--- PROMPT A ---
In the text analysis introduction, which ecosystem is said to have well-developed infrastructure for text analysis?
--- PROMPT B ---
Rewrite the part of the text analysis introduction that opens with the words containing "There is knowledge" and closes with "used for analysis.", putting "well-established" in place of "mature".

Text analysis introduction
   7 min read    Praveen D, Rohit P

0.0 The tangentially relevant cartoon

image

1.0 Relevance of text data

The written word is all around us. In any organisation, large or small, there would always be a component of data which is textual. It could be

  • reports from inspections,
  • comments from customers,
  • tweets regarding a product,
  • search history of a user
  • comments from employees
  • email patterns of client
  • logs generated by machines
  • logs generated by logs generated by machines

There is knowledge in text, but like Dilbert says, maybe it comes with strings attached.

Text mining or using data analysis tools for analysing text information is a mature field. In this assessment we will understand how to

  • read and transform text data for use
  • extract ngrams and plot them
  • perform topic modeling on the data

2.0 The libraries and infrastructure

The infrastructure for text analysis is quite well developed in python ecosystem. Key packages used for analysis.

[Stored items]
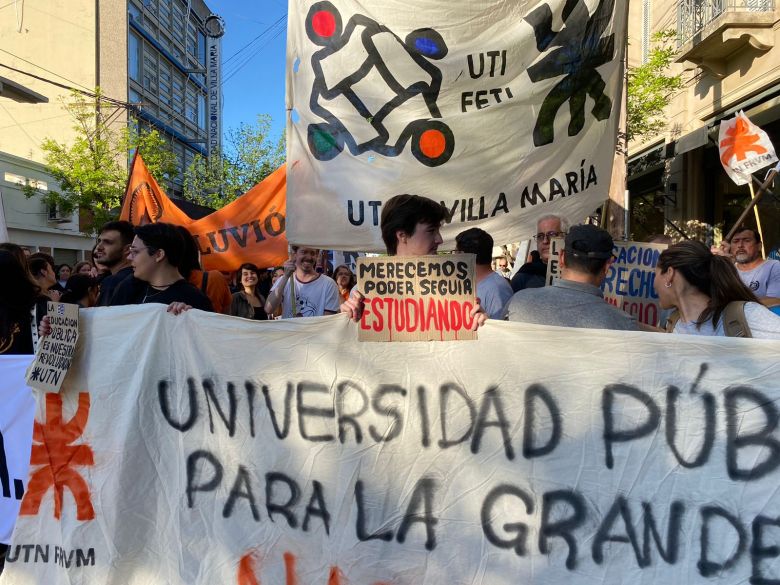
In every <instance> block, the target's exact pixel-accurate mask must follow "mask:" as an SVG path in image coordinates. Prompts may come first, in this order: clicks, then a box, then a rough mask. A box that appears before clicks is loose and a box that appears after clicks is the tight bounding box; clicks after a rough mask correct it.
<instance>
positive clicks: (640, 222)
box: [628, 0, 780, 248]
mask: <svg viewBox="0 0 780 585" xmlns="http://www.w3.org/2000/svg"><path fill="white" fill-rule="evenodd" d="M629 11H630V14H629V50H628V59H629V66H636V65H638V64H640V63H642V62H643V60H645V59H647V56H648V53H649V51H650V49H651V47H652V44H651V36H652V34H653V33H654V32H656V31H668V30H672V31H674V32H675V36H676V43H675V46H676V48H677V59H676V63H675V64H674V66H673V68H672V71H671V72H670V73H672V74H677V73H679V74H681V75H682V76H683V79H684V81H685V87H684V89H683V90H682V91H680V92H679V93H678V94H677V95H676V96H675V97H674V99H673V100H672V103H671V104H670V106H669V107H668V108H667V110H666V119H667V121H668V122H667V126H666V129H665V132H663V133H662V134H660V135H658V136H657V137H655V138H654V139H651V140H647V141H645V142H644V143H632V144H630V145H629V158H628V189H629V193H630V198H631V202H632V203H631V206H632V212H633V213H632V226H631V231H632V233H633V234H634V237H635V238H640V239H641V238H642V237H645V236H646V235H648V234H650V233H658V232H663V231H664V229H665V230H666V232H667V233H669V232H670V231H671V232H672V233H675V232H676V231H677V230H678V229H681V230H682V231H686V232H687V233H688V235H694V234H692V233H691V231H692V228H693V224H694V222H698V223H699V225H700V226H701V227H702V230H703V231H702V230H700V231H699V232H697V233H695V235H696V236H698V237H705V238H714V239H715V240H717V239H718V237H719V235H720V233H723V234H725V233H726V232H727V231H728V230H729V229H730V228H731V227H732V225H733V224H734V223H735V222H736V221H737V219H738V218H739V216H740V214H741V212H742V210H743V209H744V208H745V206H746V205H747V203H748V202H749V201H750V197H751V192H750V188H749V187H748V186H747V185H745V186H738V185H736V184H735V183H733V182H732V181H731V180H730V179H729V177H728V175H726V173H725V171H724V170H723V168H722V166H721V163H720V160H719V155H718V146H717V143H718V130H719V125H720V122H721V120H724V119H730V118H733V117H734V115H735V114H736V113H737V112H738V111H740V110H743V111H744V112H745V113H746V114H747V115H748V117H749V118H750V119H751V121H752V122H753V123H755V124H757V125H758V126H760V127H761V128H762V129H764V130H765V131H766V132H767V133H768V134H769V136H770V139H772V142H773V144H775V146H776V147H780V14H778V10H777V6H776V2H775V1H774V0H639V1H637V2H634V1H633V0H632V1H631V3H630V5H629ZM761 176H762V177H763V176H764V173H763V172H762V173H761ZM778 187H780V184H779V185H778ZM778 193H780V188H779V189H778ZM761 218H762V224H763V225H762V229H763V231H764V232H765V234H764V235H765V240H767V241H771V242H777V241H778V236H780V233H777V230H778V229H780V226H778V223H779V222H778V221H777V211H776V210H775V209H774V197H772V196H768V197H765V198H764V201H763V202H762V204H761ZM748 223H752V225H755V218H754V217H753V216H750V218H749V220H748ZM774 245H775V244H773V245H772V246H770V248H771V247H773V246H774Z"/></svg>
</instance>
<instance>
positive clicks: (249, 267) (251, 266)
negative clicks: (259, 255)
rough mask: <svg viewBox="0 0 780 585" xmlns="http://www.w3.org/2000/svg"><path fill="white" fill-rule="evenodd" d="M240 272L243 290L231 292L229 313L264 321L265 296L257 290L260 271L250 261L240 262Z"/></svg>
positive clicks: (245, 318) (247, 318) (233, 314)
mask: <svg viewBox="0 0 780 585" xmlns="http://www.w3.org/2000/svg"><path fill="white" fill-rule="evenodd" d="M238 271H239V273H240V274H241V286H242V287H243V288H244V290H242V291H239V292H237V293H233V300H232V302H231V303H230V314H231V315H233V316H234V317H243V318H244V319H253V320H255V321H265V320H267V319H268V315H267V314H266V312H265V308H264V307H265V297H264V296H263V295H261V294H260V292H259V291H258V290H257V285H258V283H259V282H260V271H259V270H258V269H257V266H255V265H254V264H251V263H248V262H247V263H246V264H242V265H241V268H239V269H238Z"/></svg>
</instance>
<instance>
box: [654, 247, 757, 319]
mask: <svg viewBox="0 0 780 585" xmlns="http://www.w3.org/2000/svg"><path fill="white" fill-rule="evenodd" d="M658 267H659V268H660V269H661V271H663V272H666V270H667V269H669V268H674V269H675V270H677V271H678V272H679V273H680V274H682V276H683V278H685V280H686V281H687V282H688V283H689V284H690V285H692V286H694V287H696V289H697V290H698V291H699V292H701V293H703V294H705V295H707V296H708V297H709V299H710V301H709V303H707V308H706V309H704V311H702V313H701V315H699V318H698V319H697V320H696V327H697V328H699V327H701V325H702V323H704V322H705V321H707V319H709V318H710V317H712V325H713V326H714V327H717V326H718V321H719V320H720V316H721V314H723V310H724V309H725V308H726V305H728V304H729V303H730V302H732V301H749V302H754V303H757V302H758V299H757V298H756V295H754V294H753V293H752V292H751V290H750V289H749V288H748V287H746V286H745V285H744V284H743V283H742V281H741V280H740V279H739V274H737V269H736V268H735V267H734V264H732V261H731V260H730V259H729V258H727V257H725V256H718V255H716V254H713V253H712V252H710V250H709V249H708V248H707V246H705V245H704V244H702V243H701V242H694V241H692V240H687V241H684V242H679V243H677V244H674V245H672V246H669V247H668V248H667V249H666V250H664V251H663V252H661V255H660V256H659V258H658Z"/></svg>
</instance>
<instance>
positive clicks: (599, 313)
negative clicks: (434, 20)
mask: <svg viewBox="0 0 780 585" xmlns="http://www.w3.org/2000/svg"><path fill="white" fill-rule="evenodd" d="M445 214H446V212H445V210H444V208H443V207H442V206H441V205H440V204H439V203H437V202H435V201H432V200H430V199H427V198H425V197H420V196H417V195H399V196H397V197H394V198H392V199H390V200H389V201H388V202H387V203H386V204H385V205H384V206H383V208H382V216H381V230H382V238H383V240H384V242H385V245H386V249H387V253H388V254H389V255H398V256H419V255H427V254H436V253H437V252H438V248H439V246H440V245H442V244H443V240H442V238H441V234H440V231H439V230H440V228H441V225H442V224H443V222H444V220H445ZM556 237H563V238H565V240H564V242H565V243H564V249H563V250H562V251H561V252H560V254H559V258H558V261H559V266H560V278H558V279H557V280H556V281H555V282H554V283H553V284H552V285H551V286H544V285H545V283H546V276H547V265H548V263H549V261H550V243H551V241H552V239H553V238H556ZM534 240H535V242H536V246H535V247H536V249H535V250H532V251H531V252H530V254H529V256H528V258H527V261H526V262H524V263H523V264H522V266H520V267H519V268H518V269H517V270H516V271H515V272H514V273H511V272H510V269H509V259H507V258H506V257H499V258H498V259H497V262H496V259H494V258H493V257H492V252H493V248H494V242H493V239H492V237H491V236H490V235H489V234H488V233H487V232H485V231H484V230H482V229H480V228H476V227H475V228H470V229H467V230H465V231H463V232H461V233H460V234H458V236H457V237H456V239H455V249H456V251H457V252H461V253H467V254H474V256H475V266H476V272H475V280H476V296H477V298H478V299H479V301H478V304H477V309H475V314H476V315H478V316H479V318H478V319H476V321H475V324H476V326H478V325H480V324H482V323H484V320H485V319H487V318H491V319H507V320H509V321H520V322H529V323H538V324H544V325H556V326H568V327H586V328H600V329H617V330H639V329H644V330H653V328H652V327H649V326H646V325H642V324H639V323H637V321H636V319H635V318H634V317H632V316H630V315H628V314H627V313H625V312H623V311H621V310H619V309H617V308H616V307H614V306H612V305H609V304H608V303H606V302H604V299H603V295H602V292H601V284H602V282H603V281H604V278H605V276H606V274H607V271H608V269H609V266H610V263H611V262H612V260H613V246H614V242H613V240H612V237H611V236H610V235H609V233H607V232H606V231H605V230H603V229H600V228H598V227H595V226H592V225H576V226H573V227H570V226H569V225H568V224H567V222H566V221H565V219H563V218H561V217H558V216H555V215H546V216H543V217H541V218H540V219H539V220H538V222H537V233H536V234H535V235H534ZM291 250H292V252H291V256H290V259H289V260H288V261H287V262H286V263H285V264H284V265H283V266H278V267H270V268H265V267H258V266H256V265H254V264H252V263H249V262H247V263H244V264H242V265H241V266H240V268H239V269H238V270H237V271H236V273H235V275H232V279H233V280H231V278H229V277H228V276H226V275H225V274H223V273H220V272H218V271H204V270H203V269H202V267H201V265H200V259H199V253H198V248H197V245H196V242H195V240H194V239H193V238H192V236H191V235H190V234H189V232H188V231H187V230H186V229H185V228H183V227H181V226H174V225H171V224H166V223H154V224H147V225H142V226H133V225H131V224H130V223H128V222H125V221H112V222H109V223H107V224H105V225H104V226H103V227H102V229H101V230H100V232H99V234H98V236H97V239H96V242H95V246H94V248H93V250H92V254H91V261H82V262H78V263H77V264H75V265H74V266H72V267H71V266H70V265H68V264H60V265H56V264H55V261H54V259H53V258H52V257H51V256H50V255H48V254H46V253H43V252H35V253H30V252H29V251H28V250H26V249H24V248H22V247H21V246H18V245H15V244H13V243H4V244H0V275H2V276H1V278H2V280H3V282H4V283H6V286H4V287H3V288H2V289H1V291H0V295H2V299H1V300H0V353H32V352H33V349H34V346H35V343H36V340H37V337H38V331H37V329H38V325H39V324H40V322H41V320H42V319H43V316H44V315H45V313H46V301H49V300H53V301H62V302H69V303H75V304H78V305H79V306H80V307H82V308H84V309H88V308H91V307H110V306H120V305H130V304H145V303H162V304H165V305H168V310H169V311H171V312H173V313H179V312H181V311H184V310H188V309H190V308H197V309H201V310H204V311H215V312H219V313H224V314H228V315H233V316H236V317H241V318H244V319H253V320H267V319H273V318H283V319H287V318H293V317H312V316H321V315H329V314H334V313H338V312H342V313H347V314H348V315H349V316H350V317H352V318H353V319H358V318H359V317H360V315H361V314H362V295H361V294H360V292H359V290H358V287H357V285H356V278H355V274H354V273H353V272H352V270H351V269H350V267H349V266H347V265H340V266H337V267H336V268H335V270H332V271H331V270H330V266H329V264H328V263H327V262H326V261H325V257H324V256H323V255H322V253H321V251H320V250H317V249H314V248H311V247H306V246H292V247H291ZM510 277H511V278H510ZM655 290H656V292H657V295H658V297H659V299H660V304H661V306H662V308H664V309H667V311H666V312H665V313H664V316H665V317H666V318H665V326H666V330H668V331H670V332H673V333H687V334H694V335H741V336H748V337H768V338H775V339H777V338H780V317H779V316H777V314H774V313H773V312H772V311H771V310H770V308H768V307H773V306H775V307H776V306H777V305H780V262H778V261H776V260H765V259H764V258H763V257H762V253H761V236H760V234H759V232H757V231H756V230H754V229H752V228H749V227H744V228H742V227H741V228H739V229H738V230H736V231H735V233H734V236H733V237H732V238H731V240H730V241H724V242H723V243H722V244H721V245H720V246H718V247H713V248H711V249H708V248H707V247H706V246H704V244H702V243H700V242H696V241H691V240H687V241H682V242H679V243H677V244H672V245H670V246H669V247H668V248H667V249H666V250H665V251H664V252H662V253H661V255H660V258H659V261H658V266H657V267H656V274H655ZM734 331H736V333H735V332H734Z"/></svg>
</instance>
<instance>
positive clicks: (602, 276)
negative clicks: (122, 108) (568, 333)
mask: <svg viewBox="0 0 780 585" xmlns="http://www.w3.org/2000/svg"><path fill="white" fill-rule="evenodd" d="M612 247H613V242H612V236H610V235H609V233H608V232H606V231H605V230H602V229H601V228H597V227H596V226H592V225H578V226H574V227H573V228H572V229H571V230H570V231H569V233H568V234H567V235H566V240H565V244H564V249H563V250H562V251H561V253H560V257H559V262H560V268H561V276H560V278H559V279H558V280H557V281H556V282H555V283H554V284H553V285H552V286H547V287H543V288H531V289H525V290H521V291H519V292H517V293H516V294H515V295H514V296H513V297H512V300H510V301H509V304H508V305H507V319H508V320H509V321H520V322H523V323H538V324H540V325H558V326H560V327H583V328H586V329H617V330H622V331H637V330H638V327H637V323H636V319H635V318H634V317H632V316H631V315H629V314H628V313H625V312H623V311H621V310H619V309H617V308H615V307H613V306H612V305H610V304H609V303H607V302H605V301H604V296H603V295H602V293H601V288H600V287H601V283H602V282H603V281H604V277H605V276H606V274H607V270H608V269H609V263H610V259H611V258H612Z"/></svg>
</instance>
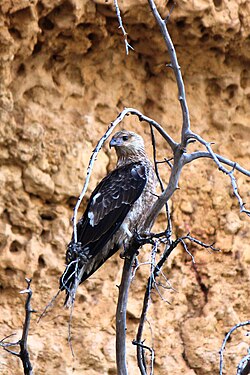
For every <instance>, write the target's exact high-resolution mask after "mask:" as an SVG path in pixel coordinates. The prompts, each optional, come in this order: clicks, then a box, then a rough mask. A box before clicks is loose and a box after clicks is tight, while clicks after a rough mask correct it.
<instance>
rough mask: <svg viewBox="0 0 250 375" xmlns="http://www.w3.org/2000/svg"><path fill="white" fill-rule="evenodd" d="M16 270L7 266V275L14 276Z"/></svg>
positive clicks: (8, 275) (5, 269)
mask: <svg viewBox="0 0 250 375" xmlns="http://www.w3.org/2000/svg"><path fill="white" fill-rule="evenodd" d="M15 273H16V272H15V270H13V269H12V268H10V267H7V268H6V269H5V275H6V276H14V275H15Z"/></svg>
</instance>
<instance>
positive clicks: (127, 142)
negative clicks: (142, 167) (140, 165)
mask: <svg viewBox="0 0 250 375" xmlns="http://www.w3.org/2000/svg"><path fill="white" fill-rule="evenodd" d="M109 147H110V148H111V147H114V148H115V150H116V153H117V156H118V159H119V158H129V157H135V156H136V155H138V156H139V155H140V156H142V155H143V156H144V155H145V149H144V141H143V139H142V137H141V136H140V135H138V134H136V133H134V132H130V131H127V130H121V131H119V132H117V133H115V135H114V136H113V138H112V139H111V141H110V142H109Z"/></svg>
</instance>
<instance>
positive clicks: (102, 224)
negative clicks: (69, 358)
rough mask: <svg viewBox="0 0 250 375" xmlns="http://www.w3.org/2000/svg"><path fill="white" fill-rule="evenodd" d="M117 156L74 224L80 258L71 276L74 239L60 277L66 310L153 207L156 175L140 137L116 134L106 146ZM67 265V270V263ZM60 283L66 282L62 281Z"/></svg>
mask: <svg viewBox="0 0 250 375" xmlns="http://www.w3.org/2000/svg"><path fill="white" fill-rule="evenodd" d="M110 147H114V148H115V151H116V154H117V167H116V169H114V170H113V171H112V172H110V173H109V174H108V175H107V176H106V177H105V178H104V179H103V180H102V181H101V182H100V183H99V185H98V186H97V187H96V188H95V190H94V191H93V193H92V195H91V197H90V200H89V203H88V206H87V208H86V211H85V213H84V214H83V216H82V218H81V219H80V220H79V222H78V224H77V234H78V239H79V244H77V249H78V247H79V251H80V254H81V256H82V258H81V259H84V261H82V260H80V261H79V269H78V271H77V277H75V274H74V271H75V268H74V267H75V263H76V259H77V258H78V257H79V251H78V250H77V251H75V250H74V249H75V244H74V238H73V237H72V240H71V242H70V243H69V245H68V249H67V256H66V261H67V264H68V266H67V268H66V270H65V272H64V274H63V275H62V277H61V284H60V288H61V290H64V289H66V295H67V296H66V301H65V303H66V305H67V306H70V305H71V304H72V303H73V301H74V299H75V293H76V290H77V287H78V285H79V284H80V283H81V282H83V281H84V280H86V279H87V278H88V277H89V276H91V275H92V274H93V273H94V272H95V271H96V270H97V269H98V268H99V267H100V266H101V265H102V264H103V263H104V262H105V261H106V260H107V259H108V258H110V257H111V256H112V255H113V254H114V253H115V252H116V251H117V250H118V249H119V248H120V247H121V246H122V245H123V244H127V243H128V242H129V240H130V238H131V236H132V235H133V234H134V232H135V231H137V232H140V228H141V227H142V225H143V223H144V222H145V219H146V217H147V214H148V210H149V209H150V207H151V206H152V205H153V203H154V202H155V200H156V199H157V198H156V195H155V189H156V184H157V183H156V181H157V179H156V175H155V172H154V169H153V166H152V164H151V162H150V160H149V159H148V157H147V155H146V153H145V148H144V141H143V139H142V137H141V136H140V135H138V134H136V133H134V132H129V131H126V130H122V131H119V132H117V133H116V134H115V135H114V136H113V138H112V139H111V141H110ZM71 263H72V267H71V266H69V264H71ZM65 280H66V282H65Z"/></svg>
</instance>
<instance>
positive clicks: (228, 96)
mask: <svg viewBox="0 0 250 375" xmlns="http://www.w3.org/2000/svg"><path fill="white" fill-rule="evenodd" d="M237 89H238V86H237V85H229V86H227V88H226V91H227V94H228V98H229V99H232V98H233V97H234V96H235V94H236V92H237Z"/></svg>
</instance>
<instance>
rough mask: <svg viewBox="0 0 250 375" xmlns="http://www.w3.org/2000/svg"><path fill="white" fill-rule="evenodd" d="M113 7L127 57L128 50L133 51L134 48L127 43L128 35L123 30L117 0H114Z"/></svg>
mask: <svg viewBox="0 0 250 375" xmlns="http://www.w3.org/2000/svg"><path fill="white" fill-rule="evenodd" d="M114 6H115V11H116V16H117V19H118V23H119V29H121V31H122V33H123V36H124V43H125V49H126V54H127V55H128V54H129V50H130V49H132V50H133V51H134V48H133V47H132V46H131V45H130V44H129V42H128V33H127V32H126V30H125V28H124V26H123V22H122V17H121V12H120V8H119V5H118V1H117V0H114Z"/></svg>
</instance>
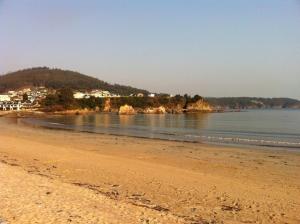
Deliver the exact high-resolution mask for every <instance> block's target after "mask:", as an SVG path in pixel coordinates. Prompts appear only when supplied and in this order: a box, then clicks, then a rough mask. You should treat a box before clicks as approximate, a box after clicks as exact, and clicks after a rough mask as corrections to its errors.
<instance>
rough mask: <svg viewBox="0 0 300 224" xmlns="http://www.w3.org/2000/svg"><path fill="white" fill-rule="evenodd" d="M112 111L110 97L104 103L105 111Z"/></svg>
mask: <svg viewBox="0 0 300 224" xmlns="http://www.w3.org/2000/svg"><path fill="white" fill-rule="evenodd" d="M110 111H111V105H110V99H109V98H108V99H107V100H106V101H105V103H104V109H103V112H110Z"/></svg>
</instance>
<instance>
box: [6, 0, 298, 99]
mask: <svg viewBox="0 0 300 224" xmlns="http://www.w3.org/2000/svg"><path fill="white" fill-rule="evenodd" d="M44 65H45V66H50V67H59V68H63V69H71V70H76V71H79V72H82V73H84V74H87V75H91V76H95V77H98V78H100V79H102V80H105V81H108V82H112V83H120V84H127V85H132V86H136V87H140V88H145V89H148V90H150V91H155V92H169V93H186V92H187V93H189V94H195V93H198V94H201V95H203V96H265V97H278V96H285V97H294V98H298V99H300V1H299V0H251V1H247V0H226V1H220V0H206V1H204V0H194V1H192V0H181V1H179V0H148V1H142V0H135V1H133V0H132V1H130V0H127V1H126V0H123V1H121V0H119V1H117V0H106V1H101V0H94V1H92V0H0V73H2V74H3V73H6V72H8V71H14V70H17V69H22V68H27V67H34V66H44Z"/></svg>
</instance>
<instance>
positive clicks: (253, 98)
mask: <svg viewBox="0 0 300 224" xmlns="http://www.w3.org/2000/svg"><path fill="white" fill-rule="evenodd" d="M205 100H206V101H207V102H208V103H209V104H210V105H212V106H213V107H222V108H230V109H247V108H300V101H298V100H295V99H290V98H256V97H221V98H215V97H210V98H205Z"/></svg>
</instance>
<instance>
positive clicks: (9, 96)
mask: <svg viewBox="0 0 300 224" xmlns="http://www.w3.org/2000/svg"><path fill="white" fill-rule="evenodd" d="M0 101H2V102H5V101H10V96H9V95H7V94H4V95H0Z"/></svg>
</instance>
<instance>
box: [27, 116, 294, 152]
mask: <svg viewBox="0 0 300 224" xmlns="http://www.w3.org/2000/svg"><path fill="white" fill-rule="evenodd" d="M26 122H30V123H31V124H38V125H41V126H47V127H54V128H64V129H73V130H77V131H89V132H95V133H107V134H117V135H128V136H137V137H148V138H160V139H169V140H180V141H196V142H219V143H235V144H248V145H249V144H251V145H269V146H286V147H300V111H299V110H251V111H247V112H241V113H211V114H209V113H194V114H178V115H174V114H157V115H156V114H148V115H146V114H137V115H130V116H128V115H117V114H104V113H103V114H93V115H78V116H55V117H50V118H44V119H26Z"/></svg>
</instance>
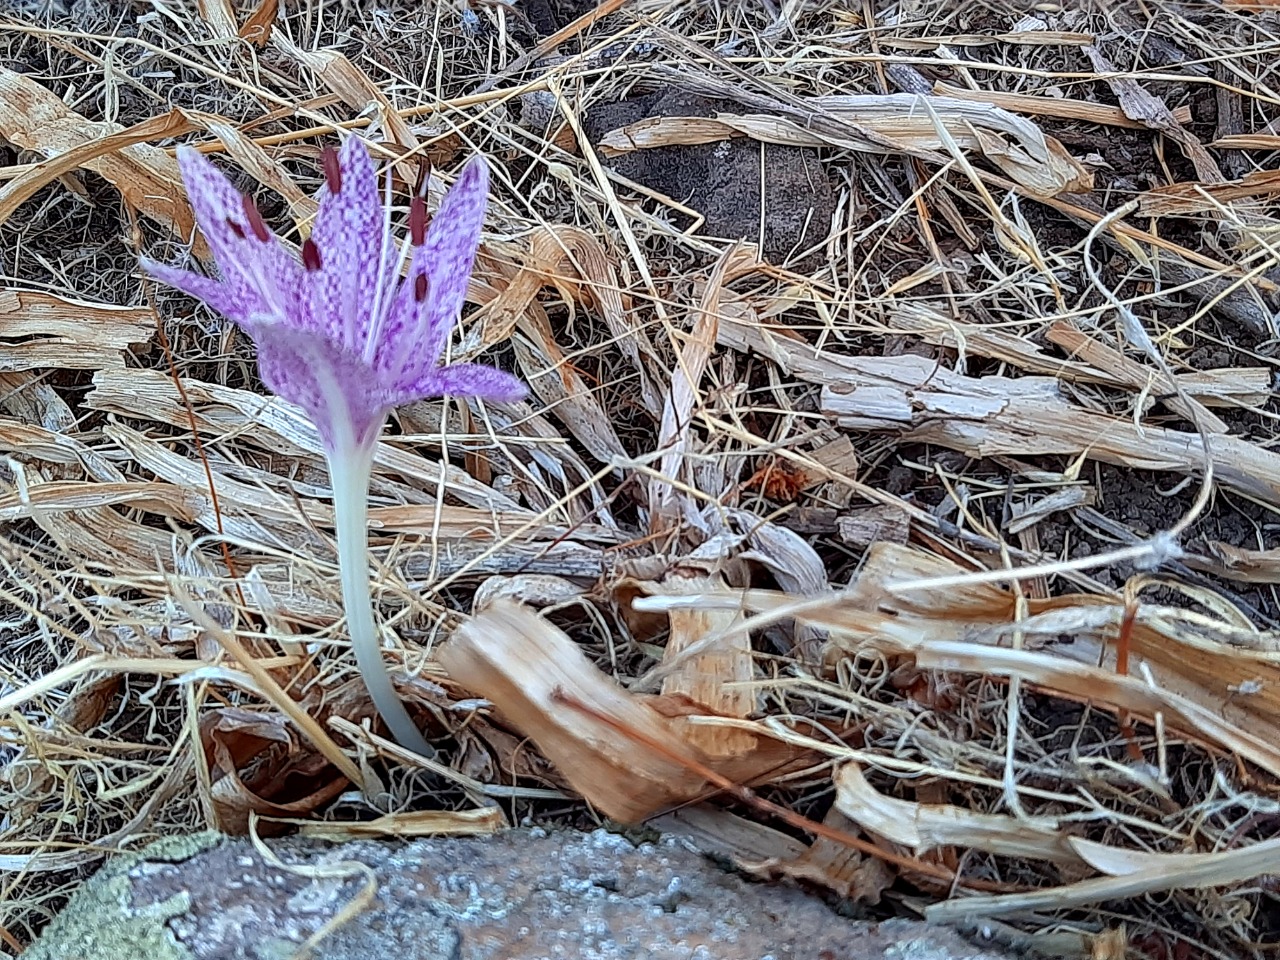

--- TASK SOLUTION A ---
The Python ecosystem.

--- TASK SOLUTION B ---
There is knowledge in text, but like Dilbert says, maybe it comes with strings attached.

Text mining or using data analysis tools for analysing text information is a well-established field. In this assessment we will understand how to

  • read and transform text data for use
  • extract ngrams and plot them
  • perform topic modeling on the data

2.0 The libraries and infrastructure

The infrastructure for text analysis is quite well developed in python ecosystem. Key packages used for analysis.